• **REQUIRED TASKS**
1. Decide whether each statement agrees with the gull description: (a) the gull's folded wings reach well past the tip of its tail; (b) the adult has a yellow bill with a red spot; (c) the gull follows trawlers as far as 100 km from shore. For each, answer yes or no and quote the words from the description that settle it.
2. Write the next part of the gull description, starting after its final sentence.

• **EXTRACT**
The largest gull in the region, also called the Dominican gull.
Heavily built, with relatively short wings (folded wings do not project well beyond the tail tip), a robust bill, a steep forehead, and typically olive-grey (not yellow) legs, although there is considerable variation in leg colour.
Adult is white, with jet-black back and upper wings, dark grey-brown eyes (rarely yellow or silver-grey) ringed with red, and a yellow bill with a red spot. Juvenile is heavily streaked dark brown, with a blackish bill and brownish-pink legs. Immature has a white body with diffuse brown smudging, a slate-grey mantle with some brown feathers, a blackish tail tip and pinkish bill at the base and tip. Sud-adult retains some brown in upper- and underwings and has a dark tail tip, and the bill sometimes has a dark subterminal mark. Young adult may retain the dark tips to outer-tail feathers and some diffuse, dusky streaking on the head and mantle.
About 55 – 65 cm, with a wingspan of 1.3 – 1.4 m. Weigh about 1 kg.
A common resident in coastal habitats and adjacent wetlands. Scavenges offal and animals cast up after storms, and follows trawlers up to 100 km from the shore. Collects stranded black mussels and smashes them by dropping them from the air onto rocks. Preys on white mussels (Donax serra) which it obtains by treadling in wet sand. Often eats the eggs or chicks of other island-breeding birds if they are distributed and move off their nests.

• **DATASET CONTENT**
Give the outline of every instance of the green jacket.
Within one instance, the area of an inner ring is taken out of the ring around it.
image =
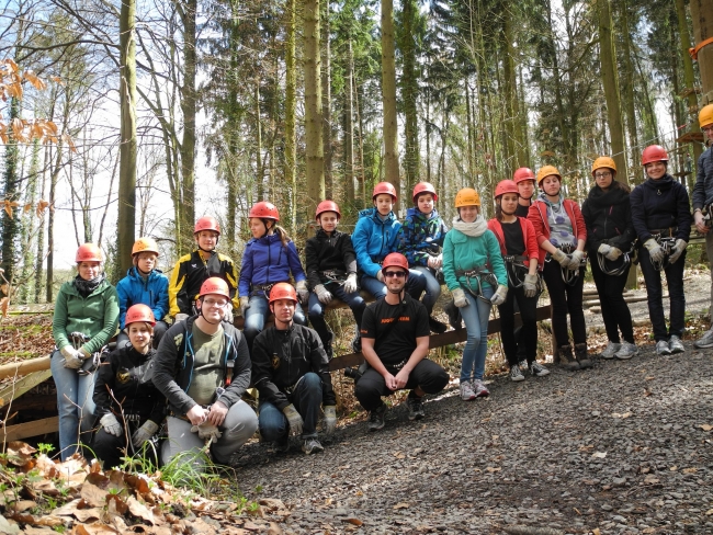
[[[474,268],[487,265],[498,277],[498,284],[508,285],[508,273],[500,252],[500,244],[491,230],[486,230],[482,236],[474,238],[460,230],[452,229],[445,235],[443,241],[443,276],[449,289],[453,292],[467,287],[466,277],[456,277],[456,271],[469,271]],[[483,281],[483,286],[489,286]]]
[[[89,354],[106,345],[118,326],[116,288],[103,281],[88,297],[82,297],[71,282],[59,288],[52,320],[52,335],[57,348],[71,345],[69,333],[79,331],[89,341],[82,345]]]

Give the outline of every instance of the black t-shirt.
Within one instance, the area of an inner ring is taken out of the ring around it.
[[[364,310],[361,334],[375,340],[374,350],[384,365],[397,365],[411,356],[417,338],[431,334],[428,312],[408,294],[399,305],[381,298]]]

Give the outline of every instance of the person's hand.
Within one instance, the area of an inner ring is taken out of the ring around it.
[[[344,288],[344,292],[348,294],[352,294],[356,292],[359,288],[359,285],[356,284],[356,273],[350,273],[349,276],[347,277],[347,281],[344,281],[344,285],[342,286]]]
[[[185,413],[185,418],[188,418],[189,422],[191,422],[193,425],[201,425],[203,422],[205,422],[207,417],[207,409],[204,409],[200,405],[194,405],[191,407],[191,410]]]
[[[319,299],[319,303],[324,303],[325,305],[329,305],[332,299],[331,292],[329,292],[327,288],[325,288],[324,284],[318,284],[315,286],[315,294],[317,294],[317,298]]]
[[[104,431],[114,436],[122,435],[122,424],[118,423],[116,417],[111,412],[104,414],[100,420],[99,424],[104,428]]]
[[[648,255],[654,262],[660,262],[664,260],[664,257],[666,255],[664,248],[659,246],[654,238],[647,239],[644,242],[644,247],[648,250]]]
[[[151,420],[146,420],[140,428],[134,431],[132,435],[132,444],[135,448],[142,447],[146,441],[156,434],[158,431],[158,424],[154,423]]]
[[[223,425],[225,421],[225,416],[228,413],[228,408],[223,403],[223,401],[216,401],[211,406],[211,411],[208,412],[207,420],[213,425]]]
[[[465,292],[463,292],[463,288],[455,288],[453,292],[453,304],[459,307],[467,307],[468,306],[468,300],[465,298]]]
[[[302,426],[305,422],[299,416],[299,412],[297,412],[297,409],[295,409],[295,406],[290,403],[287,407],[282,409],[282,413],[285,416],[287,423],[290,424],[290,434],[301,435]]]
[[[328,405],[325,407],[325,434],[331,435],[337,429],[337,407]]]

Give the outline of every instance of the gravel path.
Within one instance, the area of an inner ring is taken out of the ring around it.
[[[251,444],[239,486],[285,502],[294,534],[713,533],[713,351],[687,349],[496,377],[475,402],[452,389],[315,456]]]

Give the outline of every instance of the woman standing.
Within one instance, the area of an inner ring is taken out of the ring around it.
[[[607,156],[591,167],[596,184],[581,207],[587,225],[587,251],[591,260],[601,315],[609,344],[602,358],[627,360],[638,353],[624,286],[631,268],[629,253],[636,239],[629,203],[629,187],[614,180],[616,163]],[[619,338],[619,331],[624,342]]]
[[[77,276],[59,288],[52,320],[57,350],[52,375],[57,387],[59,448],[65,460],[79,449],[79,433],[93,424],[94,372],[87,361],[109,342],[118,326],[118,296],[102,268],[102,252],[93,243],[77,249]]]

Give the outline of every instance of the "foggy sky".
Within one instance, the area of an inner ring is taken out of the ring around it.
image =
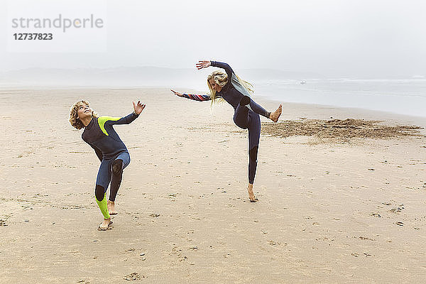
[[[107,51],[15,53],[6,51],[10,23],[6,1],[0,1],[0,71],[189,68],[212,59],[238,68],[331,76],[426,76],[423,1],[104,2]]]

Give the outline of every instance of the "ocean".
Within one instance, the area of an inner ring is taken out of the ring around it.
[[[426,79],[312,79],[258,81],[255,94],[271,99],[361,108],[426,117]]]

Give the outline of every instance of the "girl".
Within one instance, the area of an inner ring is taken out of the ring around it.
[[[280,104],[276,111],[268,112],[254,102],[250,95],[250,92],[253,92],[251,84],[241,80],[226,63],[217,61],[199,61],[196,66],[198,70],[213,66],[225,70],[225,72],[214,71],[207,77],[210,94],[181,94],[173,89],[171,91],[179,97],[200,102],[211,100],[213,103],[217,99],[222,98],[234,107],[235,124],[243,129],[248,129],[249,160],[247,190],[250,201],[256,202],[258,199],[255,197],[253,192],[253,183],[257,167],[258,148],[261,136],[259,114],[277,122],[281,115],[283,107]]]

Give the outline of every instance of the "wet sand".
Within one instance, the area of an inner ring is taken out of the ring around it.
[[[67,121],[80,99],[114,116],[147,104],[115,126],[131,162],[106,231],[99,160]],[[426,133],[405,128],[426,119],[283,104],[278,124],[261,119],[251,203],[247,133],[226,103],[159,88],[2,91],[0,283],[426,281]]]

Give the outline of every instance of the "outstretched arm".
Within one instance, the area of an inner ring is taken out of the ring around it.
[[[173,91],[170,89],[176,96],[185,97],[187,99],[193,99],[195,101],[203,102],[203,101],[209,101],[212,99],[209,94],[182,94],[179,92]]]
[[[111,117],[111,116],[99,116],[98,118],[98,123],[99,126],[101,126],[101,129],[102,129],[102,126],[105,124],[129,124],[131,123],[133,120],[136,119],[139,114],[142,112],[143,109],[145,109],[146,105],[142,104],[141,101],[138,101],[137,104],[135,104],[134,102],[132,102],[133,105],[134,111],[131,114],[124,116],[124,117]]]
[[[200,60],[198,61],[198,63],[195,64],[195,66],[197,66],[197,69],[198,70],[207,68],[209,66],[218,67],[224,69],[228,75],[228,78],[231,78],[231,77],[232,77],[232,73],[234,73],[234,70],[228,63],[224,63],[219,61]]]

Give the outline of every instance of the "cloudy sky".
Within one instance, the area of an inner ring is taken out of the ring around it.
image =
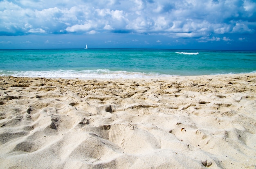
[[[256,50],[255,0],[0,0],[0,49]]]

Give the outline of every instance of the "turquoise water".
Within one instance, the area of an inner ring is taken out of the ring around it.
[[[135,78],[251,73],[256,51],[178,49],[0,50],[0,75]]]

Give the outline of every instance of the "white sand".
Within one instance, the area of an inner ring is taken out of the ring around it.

• **SOLVED TASKS**
1.
(a) No: "folded wings do not project well beyond the tail tip"
(b) Yes: "a yellow bill with a red spot"
(c) Yes: "follows trawlers up to 100 km from the shore"

2.
Two Oceans (2007), Birds of Southern Africa (2020).
Its numbers have increased in recent years because it scavenges food from rubbish dumps, and it is increasingly found on fields up to 50 km inland. Nests on coastal islands or cliffs, with about 20 000 pairs breeding in summer.
A matter of subspecies
Kelp gulls are so common around the world that they are divided into several subspecies depending on the location. In South Africa, Namibia and Southern Angola, Larus dominicanus subsp. vetula is endemic and sometimes considered a separate species – then referred to as Cape or Khoisan Gull – but there is recent gene flow from South America that blurs this distinction.
There are four other subspecies that breed in New Zealand, South America, Southern Madagascar, the islands of the Southern Ocean, and as far south as Antarctica.